* _Travail à faire_:
• 1. Répondez aux questions suivantes d'après l'extrait consacré à Hobbes et au pacte.
(a) Quelle est, selon l'extrait, la première institution humaine ?
(b) Comment la philosophie anglo-saxonne nomme-t-elle l'ordre où les mots établissent un état de chose ?
(c) Quel nom est donné entre parenthèses au Tiers ?
• 2. Mettez à jour l'extrait consacré à Hobbes et au pacte en le recopiant depuis « Paradoxalement le langage » jusqu'à « crainte et l'obligation. » inclus, et remplacez « souverain » par « monarque ».

* _Extrait choisi_:
▶

La première parole échangée est la première institution humaine : l'institution de l'État. Et cette première parole échangée est fondatrice, non seulement d'un nouvel ordre politique mais d'un nouvel ordre anthropologique. La parole est ce par quoi l'individu se constitue comme sujet. Sortir de l'état de nature, c'est sortir de soi par la parole. Le langage a une fonction créatrice quasi divine, il invente l'homme comme homme, et il invente les rapports humains. La violence est maitrisée, le conflit n'a plus le même sens, il est émulation et concurrence et non plus destruction.

À ce niveau la distinction entre acte et parole n'a plus de sens. C'est la parole en elle-même qui devient un acte. Les mots ne traduisent pas un état de chose, ils l'établissent ; on est dans l'ordre de ce que la philosophie anglo-saxonne nomme le performatif[37]. Si cette parole est un acte, c'est qu'elle ne porte pas sur le futur mais implique le futur dans le présent. Ce n'est pas la simple promesse de faire demain, mais l'inscription du futur dans le présent : Hobbes distingue bien entre « demain je te donnerai ceci » qui n'engage que le futur, et « je m'engage à te donner ceci demain » qui est acté dès aujourd'hui. Si une telle promesse est invalide dans l'état de nature, elle est au contraire dans l'état civil garantie par la force de la loi.

Paradoxalement le langage est à la fois la condition et la conséquence du pacte, l'antécédent et le conséquent de l'État. La condition de cette mutation politique et anthropologique est en même temps sa conséquence : c'est dans l'institution du pouvoir d'un tiers que l'acte de langage se réalise. Les individus engendrent le Tiers (le Léviathan) dans l'acte par lequel ils déclarent lui abandonner leur droit. Mais le Tiers n'intervient pas comme interlocuteur, il permet au discours de se constituer en restant extérieur au discours. La parole transite par lui, mais il n'a pas à parler, le souverain n'a pas à rendre compte. Le Tiers est muet, il se situe en dehors du langage et de l'échange, son mutisme et son irresponsabilité sont la condition même de la vie sociale.

4 - Les limites de l'obéissance

L'efficacité du pacte : la crainte et l'obligation.

◀

Enregistrements de pointage d'objets sur photos:
▶

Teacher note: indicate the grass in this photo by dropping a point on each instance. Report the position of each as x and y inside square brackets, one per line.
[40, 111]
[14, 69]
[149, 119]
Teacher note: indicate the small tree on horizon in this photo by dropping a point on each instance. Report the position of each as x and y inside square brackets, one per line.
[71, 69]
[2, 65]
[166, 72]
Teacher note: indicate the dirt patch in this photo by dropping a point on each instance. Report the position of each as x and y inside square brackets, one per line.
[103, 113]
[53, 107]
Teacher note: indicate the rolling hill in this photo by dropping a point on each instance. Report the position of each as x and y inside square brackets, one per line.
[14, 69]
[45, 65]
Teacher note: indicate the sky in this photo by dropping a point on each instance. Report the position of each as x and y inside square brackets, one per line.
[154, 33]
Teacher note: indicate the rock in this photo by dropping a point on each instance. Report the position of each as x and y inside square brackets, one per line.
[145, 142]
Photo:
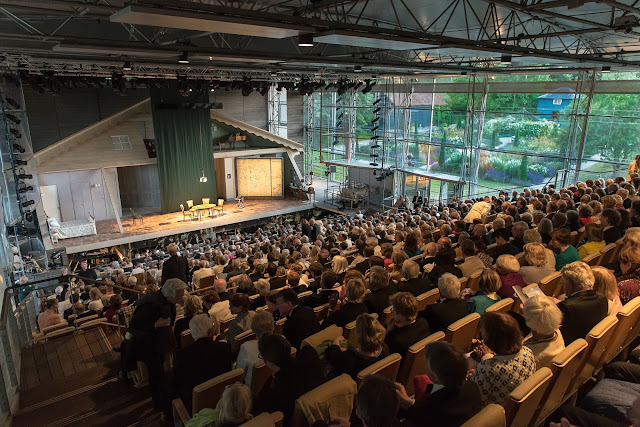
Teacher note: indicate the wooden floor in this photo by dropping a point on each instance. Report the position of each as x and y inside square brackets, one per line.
[50, 362]
[160, 225]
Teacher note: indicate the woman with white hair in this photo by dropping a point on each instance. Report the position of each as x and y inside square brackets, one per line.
[339, 265]
[508, 268]
[544, 318]
[535, 263]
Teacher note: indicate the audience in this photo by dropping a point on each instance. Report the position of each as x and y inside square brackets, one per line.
[503, 363]
[489, 285]
[543, 318]
[370, 335]
[583, 308]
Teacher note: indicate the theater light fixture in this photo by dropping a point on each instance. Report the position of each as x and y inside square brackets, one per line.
[305, 40]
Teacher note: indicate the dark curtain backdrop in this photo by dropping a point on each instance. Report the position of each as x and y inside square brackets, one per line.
[180, 159]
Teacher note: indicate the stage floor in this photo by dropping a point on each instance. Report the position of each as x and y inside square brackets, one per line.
[159, 225]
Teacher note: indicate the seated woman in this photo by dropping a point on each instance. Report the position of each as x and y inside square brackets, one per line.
[239, 305]
[543, 317]
[511, 363]
[606, 284]
[48, 313]
[508, 268]
[192, 305]
[115, 304]
[233, 409]
[489, 285]
[629, 281]
[406, 328]
[353, 305]
[595, 242]
[95, 303]
[371, 348]
[261, 324]
[535, 263]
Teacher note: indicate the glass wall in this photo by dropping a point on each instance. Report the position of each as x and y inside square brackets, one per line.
[499, 132]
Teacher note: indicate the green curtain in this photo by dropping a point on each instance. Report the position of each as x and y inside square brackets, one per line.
[184, 147]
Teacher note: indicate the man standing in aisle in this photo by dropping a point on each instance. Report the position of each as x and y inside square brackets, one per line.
[175, 267]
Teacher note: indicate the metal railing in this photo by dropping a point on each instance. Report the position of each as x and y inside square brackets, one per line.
[18, 325]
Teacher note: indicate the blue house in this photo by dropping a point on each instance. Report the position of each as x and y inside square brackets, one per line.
[550, 104]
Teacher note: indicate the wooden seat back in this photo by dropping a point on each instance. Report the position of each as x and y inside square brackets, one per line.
[207, 394]
[502, 306]
[414, 363]
[474, 280]
[523, 401]
[564, 367]
[387, 367]
[551, 284]
[461, 332]
[626, 330]
[491, 415]
[186, 339]
[428, 298]
[607, 253]
[327, 334]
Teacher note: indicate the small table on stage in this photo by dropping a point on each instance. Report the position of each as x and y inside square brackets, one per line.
[199, 208]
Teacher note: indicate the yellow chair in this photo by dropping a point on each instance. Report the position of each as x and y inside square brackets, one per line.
[461, 332]
[428, 298]
[524, 400]
[327, 334]
[205, 395]
[501, 306]
[387, 367]
[564, 367]
[414, 363]
[491, 415]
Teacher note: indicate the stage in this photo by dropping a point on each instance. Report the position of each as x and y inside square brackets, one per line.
[159, 225]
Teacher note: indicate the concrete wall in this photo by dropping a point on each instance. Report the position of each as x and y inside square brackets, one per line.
[139, 186]
[52, 118]
[83, 193]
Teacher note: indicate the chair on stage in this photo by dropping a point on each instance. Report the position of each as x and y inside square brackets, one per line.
[186, 214]
[219, 207]
[135, 217]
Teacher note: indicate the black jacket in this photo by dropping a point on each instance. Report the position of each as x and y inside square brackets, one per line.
[447, 407]
[611, 235]
[581, 312]
[347, 314]
[400, 339]
[201, 361]
[301, 323]
[439, 316]
[378, 300]
[415, 286]
[175, 267]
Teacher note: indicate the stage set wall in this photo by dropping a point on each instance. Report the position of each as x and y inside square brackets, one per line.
[184, 148]
[83, 193]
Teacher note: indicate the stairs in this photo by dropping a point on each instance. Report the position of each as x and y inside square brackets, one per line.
[91, 395]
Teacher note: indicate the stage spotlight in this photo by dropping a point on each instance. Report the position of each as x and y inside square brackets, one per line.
[184, 58]
[11, 102]
[305, 40]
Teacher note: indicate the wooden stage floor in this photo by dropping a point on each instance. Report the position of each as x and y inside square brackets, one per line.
[159, 225]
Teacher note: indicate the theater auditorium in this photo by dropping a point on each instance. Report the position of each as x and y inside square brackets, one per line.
[318, 213]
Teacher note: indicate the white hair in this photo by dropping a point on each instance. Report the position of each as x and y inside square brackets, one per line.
[579, 274]
[171, 287]
[542, 315]
[508, 263]
[411, 269]
[449, 286]
[201, 325]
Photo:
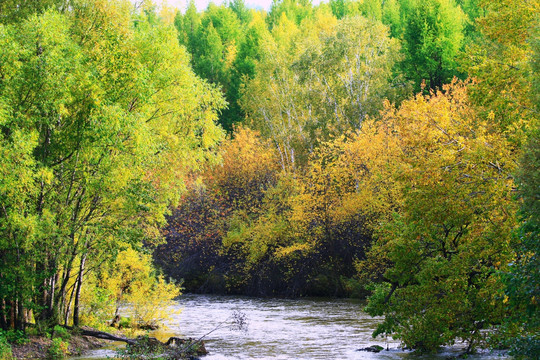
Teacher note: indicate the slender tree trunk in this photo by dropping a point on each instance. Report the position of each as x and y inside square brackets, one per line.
[3, 318]
[78, 292]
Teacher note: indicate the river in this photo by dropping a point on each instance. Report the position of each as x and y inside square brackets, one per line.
[282, 329]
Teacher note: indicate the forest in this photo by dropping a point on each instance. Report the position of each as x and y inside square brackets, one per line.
[387, 150]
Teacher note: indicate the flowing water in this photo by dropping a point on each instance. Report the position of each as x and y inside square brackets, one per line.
[282, 329]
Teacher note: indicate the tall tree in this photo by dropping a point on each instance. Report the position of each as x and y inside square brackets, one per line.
[433, 36]
[114, 119]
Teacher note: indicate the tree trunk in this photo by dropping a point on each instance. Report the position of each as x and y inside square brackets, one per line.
[78, 292]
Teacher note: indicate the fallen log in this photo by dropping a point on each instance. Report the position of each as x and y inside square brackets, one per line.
[102, 335]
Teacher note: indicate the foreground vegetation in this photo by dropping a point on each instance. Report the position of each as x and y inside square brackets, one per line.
[386, 149]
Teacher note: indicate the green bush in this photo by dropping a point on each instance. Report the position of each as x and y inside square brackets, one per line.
[60, 332]
[58, 349]
[16, 337]
[5, 348]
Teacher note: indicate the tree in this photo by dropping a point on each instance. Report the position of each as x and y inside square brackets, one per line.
[500, 60]
[452, 231]
[523, 278]
[114, 119]
[433, 36]
[318, 81]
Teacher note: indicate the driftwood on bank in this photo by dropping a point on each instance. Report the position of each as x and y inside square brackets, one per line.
[102, 335]
[173, 343]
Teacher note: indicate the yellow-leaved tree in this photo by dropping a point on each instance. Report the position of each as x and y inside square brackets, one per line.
[450, 233]
[128, 287]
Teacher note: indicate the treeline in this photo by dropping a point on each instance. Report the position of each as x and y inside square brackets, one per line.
[377, 148]
[101, 118]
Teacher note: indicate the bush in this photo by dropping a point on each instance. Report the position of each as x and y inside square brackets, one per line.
[16, 337]
[60, 332]
[5, 348]
[58, 349]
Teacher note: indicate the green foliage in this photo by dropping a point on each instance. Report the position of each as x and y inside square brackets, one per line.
[61, 332]
[17, 337]
[433, 35]
[5, 348]
[58, 349]
[444, 256]
[523, 279]
[101, 120]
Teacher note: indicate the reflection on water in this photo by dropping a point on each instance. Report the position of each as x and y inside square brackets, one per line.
[282, 329]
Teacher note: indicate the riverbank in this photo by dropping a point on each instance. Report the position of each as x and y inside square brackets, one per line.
[37, 347]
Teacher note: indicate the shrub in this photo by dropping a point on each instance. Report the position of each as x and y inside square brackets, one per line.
[60, 332]
[58, 349]
[5, 348]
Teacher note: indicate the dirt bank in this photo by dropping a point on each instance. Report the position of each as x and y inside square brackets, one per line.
[37, 347]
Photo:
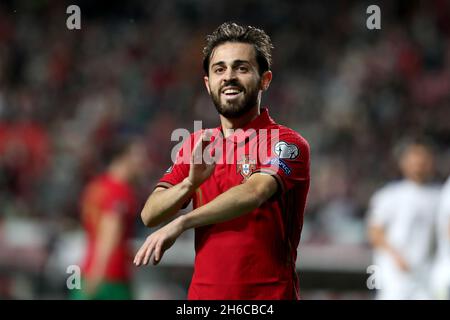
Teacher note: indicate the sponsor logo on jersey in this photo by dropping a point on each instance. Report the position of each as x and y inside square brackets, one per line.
[246, 166]
[285, 150]
[280, 163]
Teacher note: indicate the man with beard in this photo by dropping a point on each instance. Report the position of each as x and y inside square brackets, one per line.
[248, 212]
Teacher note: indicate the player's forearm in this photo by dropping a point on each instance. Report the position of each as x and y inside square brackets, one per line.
[161, 205]
[233, 203]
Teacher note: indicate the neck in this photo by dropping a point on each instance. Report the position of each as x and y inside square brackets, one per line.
[240, 122]
[118, 172]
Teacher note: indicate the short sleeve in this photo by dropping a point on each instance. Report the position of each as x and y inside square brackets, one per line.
[288, 160]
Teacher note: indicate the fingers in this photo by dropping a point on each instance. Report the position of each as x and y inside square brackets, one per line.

◀

* _Corrigé_:
• 1.
(a) L'institution de l'État, c'est-à-dire la première parole échangée.
(b) Le performatif.
(c) Le Léviathan.

• 2.
Paradoxalement le langage est à la fois la condition et la conséquence du pacte, l'antécédent et le conséquent de l'État. La condition de cette mutation politique et anthropologique est en même temps sa conséquence : c'est dans l'institution du pouvoir d'un tiers que l'acte de langage se réalise. Les individus engendrent le Tiers (le Léviathan) dans l'acte par lequel ils déclarent lui abandonner leur droit. Mais le Tiers n'intervient pas comme interlocuteur, il permet au discours de se constituer en restant extérieur au discours. La parole transite par lui, mais il n'a pas à parler, le monarque n'a pas à rendre compte. Le Tiers est muet, il se situe en dehors du langage et de l'échange, son mutisme et son irresponsabilité sont la condition même de la vie sociale.

4 - Les limites de l'obéissance

L'efficacité du pacte : la crainte et l'obligation.